-- BEGIN Information given --

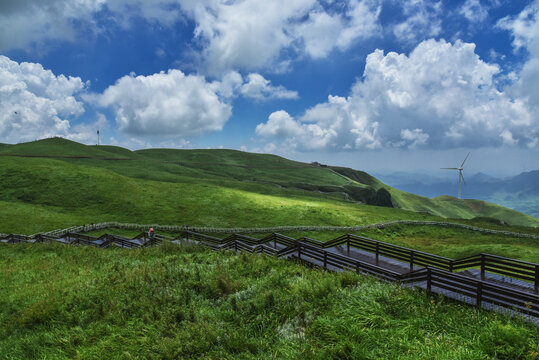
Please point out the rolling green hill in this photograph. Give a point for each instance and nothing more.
(55, 183)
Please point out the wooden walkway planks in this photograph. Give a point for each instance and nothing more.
(482, 287)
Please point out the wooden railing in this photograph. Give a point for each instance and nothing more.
(437, 274)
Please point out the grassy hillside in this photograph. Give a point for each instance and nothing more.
(173, 302)
(71, 183)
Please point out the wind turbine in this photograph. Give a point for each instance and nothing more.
(461, 177)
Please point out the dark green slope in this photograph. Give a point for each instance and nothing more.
(210, 187)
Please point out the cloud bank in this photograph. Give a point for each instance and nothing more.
(441, 95)
(35, 103)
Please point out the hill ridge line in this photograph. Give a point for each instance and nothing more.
(173, 228)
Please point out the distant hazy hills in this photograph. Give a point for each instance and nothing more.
(519, 192)
(58, 183)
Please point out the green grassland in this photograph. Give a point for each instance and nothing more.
(185, 302)
(57, 183)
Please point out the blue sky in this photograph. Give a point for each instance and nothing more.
(378, 85)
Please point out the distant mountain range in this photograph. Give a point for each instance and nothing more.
(520, 192)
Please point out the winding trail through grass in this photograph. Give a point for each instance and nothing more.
(174, 228)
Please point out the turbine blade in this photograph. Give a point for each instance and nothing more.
(465, 160)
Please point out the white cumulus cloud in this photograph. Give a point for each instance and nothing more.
(166, 104)
(441, 95)
(253, 34)
(35, 103)
(25, 23)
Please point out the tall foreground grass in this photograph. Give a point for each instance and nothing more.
(187, 302)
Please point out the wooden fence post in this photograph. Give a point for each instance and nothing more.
(482, 266)
(536, 279)
(479, 293)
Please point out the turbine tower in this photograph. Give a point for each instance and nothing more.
(461, 177)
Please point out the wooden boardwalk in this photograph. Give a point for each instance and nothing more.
(483, 280)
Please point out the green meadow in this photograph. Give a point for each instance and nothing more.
(185, 302)
(56, 183)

-- END Information given --

Copy out the data word for word, from the line holding "Please point out the turbine tower" through the end, both ends included.

Please point out the turbine tower in this photograph. Give a point for each instance and nothing more.
(461, 177)
Please point out the wooden boardwalk in this photograph. Give a point for each instance and nothing more.
(483, 280)
Please point out the green meadow in this photograph. Give a point for each instance and nothing more.
(185, 302)
(56, 183)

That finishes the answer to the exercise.